* Text segment
= = = =

Checkmarx Zero researcher Ariel Harush has discovered evidence of a malicious package campaign that is consistent with live adversarial activity and adversarial research and testing. This campaign targets Python and NPM users on Windows and Linux via typo-squatting and name-confusion attacks against colorama (a widely-used Python package for colorizing terminal output) on PyPI and the similar colorizr JavaScript package on NPM. These malicious packages were uploaded to PyPI.
- Multiple packages uploaded to PyPI with significantly risky payloads were uploaded with names similar to legitimate packages in both PyPI and NPM.
- The tactic of using the name from one ecosystem (NPM) to attack users of a different ecosystem (PyPI) is unusual.
- Payloads allow persistent remote access to and remote control of desktops and servers, as well as harvesting and exfiltrating sensitive data.
- Windows payloads attempt to bypass antivirus/endpoint protection controls to avoid detection.
- Packages have been removed from public repositories, limiting immediate potential for damage.
These behaviors are consistent with targeted adversarial activity and coordinated campaigns. It is likely, based on this pattern, that these were created either to attack a particular target or set of targets. No clear attribution data is currently available, so we do not know whether this campaign is connected to a well-known adversary.

= = = =

* Problems to solve
- 1) Decide whether each statement agrees with the text on the malicious package campaign, answering yes or no and quoting the deciding words: (a) The packages can still be downloaded from public repositories. (b) The Windows payloads try to evade antivirus or endpoint protection. (c) The campaign has been linked to a well-known adversary.
- 2) List every dash-marked point in the text on the malicious package campaign, each summarized briefly.

= = = =

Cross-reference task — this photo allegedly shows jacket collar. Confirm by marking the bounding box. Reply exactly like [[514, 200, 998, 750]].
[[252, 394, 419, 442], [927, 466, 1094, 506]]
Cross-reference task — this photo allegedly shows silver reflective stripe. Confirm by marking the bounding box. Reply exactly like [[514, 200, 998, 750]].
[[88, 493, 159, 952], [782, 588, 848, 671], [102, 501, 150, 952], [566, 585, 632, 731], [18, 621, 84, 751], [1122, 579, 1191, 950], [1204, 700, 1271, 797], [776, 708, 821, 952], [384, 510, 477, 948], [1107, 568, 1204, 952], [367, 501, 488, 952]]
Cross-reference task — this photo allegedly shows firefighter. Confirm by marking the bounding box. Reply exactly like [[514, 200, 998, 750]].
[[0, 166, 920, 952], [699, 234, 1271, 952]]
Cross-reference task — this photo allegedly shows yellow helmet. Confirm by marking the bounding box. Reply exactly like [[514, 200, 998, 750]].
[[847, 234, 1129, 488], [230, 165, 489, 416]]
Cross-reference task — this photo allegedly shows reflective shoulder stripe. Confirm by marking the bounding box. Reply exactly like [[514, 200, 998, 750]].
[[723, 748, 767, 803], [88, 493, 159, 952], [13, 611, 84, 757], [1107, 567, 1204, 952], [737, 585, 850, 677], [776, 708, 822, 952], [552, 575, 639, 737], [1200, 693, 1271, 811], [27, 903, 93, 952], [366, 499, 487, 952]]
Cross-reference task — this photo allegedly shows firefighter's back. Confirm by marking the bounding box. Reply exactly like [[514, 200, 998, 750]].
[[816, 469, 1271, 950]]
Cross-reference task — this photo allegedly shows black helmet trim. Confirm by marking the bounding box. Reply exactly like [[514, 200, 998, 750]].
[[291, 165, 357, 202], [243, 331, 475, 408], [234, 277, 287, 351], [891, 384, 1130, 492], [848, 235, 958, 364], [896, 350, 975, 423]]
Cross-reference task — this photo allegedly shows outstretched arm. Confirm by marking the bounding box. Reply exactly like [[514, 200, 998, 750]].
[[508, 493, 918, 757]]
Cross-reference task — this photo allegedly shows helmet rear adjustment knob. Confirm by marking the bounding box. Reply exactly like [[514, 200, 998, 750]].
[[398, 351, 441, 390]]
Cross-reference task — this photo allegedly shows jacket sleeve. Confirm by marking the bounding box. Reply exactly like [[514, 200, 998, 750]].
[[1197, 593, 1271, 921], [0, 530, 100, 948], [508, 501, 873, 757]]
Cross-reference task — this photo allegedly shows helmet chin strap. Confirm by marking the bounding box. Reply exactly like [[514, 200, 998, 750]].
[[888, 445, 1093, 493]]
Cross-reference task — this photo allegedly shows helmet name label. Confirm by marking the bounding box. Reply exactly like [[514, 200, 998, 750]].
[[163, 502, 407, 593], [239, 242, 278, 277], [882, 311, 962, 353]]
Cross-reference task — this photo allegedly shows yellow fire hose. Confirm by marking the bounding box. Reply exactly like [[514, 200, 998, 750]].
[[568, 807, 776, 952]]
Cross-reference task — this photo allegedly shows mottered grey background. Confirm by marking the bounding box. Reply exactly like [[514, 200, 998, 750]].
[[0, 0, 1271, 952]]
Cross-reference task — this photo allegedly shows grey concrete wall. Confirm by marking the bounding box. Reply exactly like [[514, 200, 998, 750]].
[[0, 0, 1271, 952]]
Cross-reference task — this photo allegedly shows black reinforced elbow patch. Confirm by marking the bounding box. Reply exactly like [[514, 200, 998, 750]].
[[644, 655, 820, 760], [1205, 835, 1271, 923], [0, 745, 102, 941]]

= = = =

* Results for the exercise
- 1)
(a) No: "Packages have been removed from public repositories, limiting immediate potential for damage."
(b) Yes: "Windows payloads attempt to bypass antivirus/endpoint protection controls to avoid detection."
(c) No: "No clear attribution data is currently available, so we do not know whether this campaign is connected to a well-known adversary."

- 2)
1. Several packages with significantly risky payloads were uploaded to PyPI under names similar to legitimate packages in both PyPI and NPM.
2. Using a name from one ecosystem (NPM) to attack users of another (PyPI) is an unusual tactic.
3. The payloads allow persistent remote access to and remote control of desktops and servers, and the harvesting and exfiltration of sensitive data.
4. The Windows payloads attempt to bypass antivirus/endpoint protection controls to avoid detection.
5. The packages have been removed from public repositories, which limits the immediate potential for damage.